> PROBLEMA A
In quale città si svolse la Conferenza del 1995 di cui parla il testo sull'empowerment femminile?
> PROBLEMA B
Prosegui il testo sull'empowerment femminile partendo dopo la sua ultima frase.

> TESTO DELLA PAGINA

Empowerment donna

Il 1995 è stato un anno importante per le donne di tutto il mondo. A Pechino si svolse una Conferenza a dir poco epica durante la quale organizzazioni non governative, Chiese di vari credo insieme a molti capi di Stato si riunirono con lo scopo di far cadere muri, a volte cementati da diffidenza e anche da ostilità, che da sempre circondavano il mondo femminile. Questo evento fu fondamentale per portare alla luce e nella giusta dimensione gli aspetti della vita delle donne come la maternità, la conciliazione lavoro e famiglia e l’impegno sociale. E sicuramente sottolineò l’importanza di un dialogo continuo tra istituzioni, organizzazioni non governative e social.

Molto è cambiato da allora; intanto si è capito quanto fosse importante l’adozione di un nuovo linguaggio, della lotta a barriere stratificate come i pregiudizi e gli stereotipi. Quest’ultimi duri a morire, poiché ancora fanno parte di certi linguaggi convenzionali; mi viene in mente per esempio come spesso vengano presentate donne che ricoprono cariche importanti, partendo dal loro abito o dalla loro situazione coniugale.

> DATI DA ESAMINARE
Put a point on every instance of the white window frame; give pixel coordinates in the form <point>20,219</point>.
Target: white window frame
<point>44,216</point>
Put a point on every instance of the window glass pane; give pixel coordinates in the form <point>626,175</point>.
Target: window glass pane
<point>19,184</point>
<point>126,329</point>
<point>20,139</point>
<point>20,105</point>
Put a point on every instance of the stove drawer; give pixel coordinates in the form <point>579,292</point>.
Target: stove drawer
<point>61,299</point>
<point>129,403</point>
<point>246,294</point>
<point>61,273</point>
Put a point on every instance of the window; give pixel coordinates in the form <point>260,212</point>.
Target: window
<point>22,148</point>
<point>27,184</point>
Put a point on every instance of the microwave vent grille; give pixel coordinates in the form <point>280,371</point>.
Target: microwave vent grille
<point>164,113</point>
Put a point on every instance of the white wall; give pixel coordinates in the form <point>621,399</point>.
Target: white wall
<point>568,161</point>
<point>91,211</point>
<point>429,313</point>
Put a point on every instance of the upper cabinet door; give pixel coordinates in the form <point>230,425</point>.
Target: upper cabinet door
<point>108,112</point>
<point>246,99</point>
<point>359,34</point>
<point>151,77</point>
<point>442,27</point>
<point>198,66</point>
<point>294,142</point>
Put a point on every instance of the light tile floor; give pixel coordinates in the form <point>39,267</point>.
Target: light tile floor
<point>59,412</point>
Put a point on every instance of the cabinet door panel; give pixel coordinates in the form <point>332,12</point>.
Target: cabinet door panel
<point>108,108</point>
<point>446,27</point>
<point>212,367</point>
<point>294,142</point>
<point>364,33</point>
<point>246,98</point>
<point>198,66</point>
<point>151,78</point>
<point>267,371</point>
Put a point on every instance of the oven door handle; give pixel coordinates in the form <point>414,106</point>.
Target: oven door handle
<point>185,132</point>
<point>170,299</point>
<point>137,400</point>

> RISPOSTA ALL'ESERCIZIO A
A Pechino.

> RISPOSTA ALL'ESERCIZIO B
Il risultato di questa Conferenza è che la Piattaforma d’Azione approvata durante i lavori è ancora il testo politico più rilevante e tuttora più consultato dalle donne di tutto il mondo. Dopo Pechino si cominciò ad avere una visione femminile della vita, furono analizzati i vari aspetti della vita quotidiana e lavorativa con prospettive diverse e questo ha generato l’uso di parole che sono entrate nel nostro vocabolario comune come “empowerment  femminile” e “prospettiva di genere”.

Alla Conferenza parteciparono 5.307 delegate e delegati ufficiali, oltre a 3.824 rappresentanti delle ONG. Erano inoltre presenti 3.200 operatori dei media e 4.041 giornalisti provenienti da 124 paesi. Di questi, 841 erano cinesi, 1.468 provenivano da 18 paesi asiatici, 1.210 dall’Europa e dall’Australia, 268 dall’Africa, 134 dai paesi del Medio Oriente e 829 dagli Stati Uniti e dal Canada. Contemporaneamente, al Forum delle ONG di Huairou partecipavano 31.000 donne, rappresentanti di più di 2.000 organizzazioni di 200 diversi paesi.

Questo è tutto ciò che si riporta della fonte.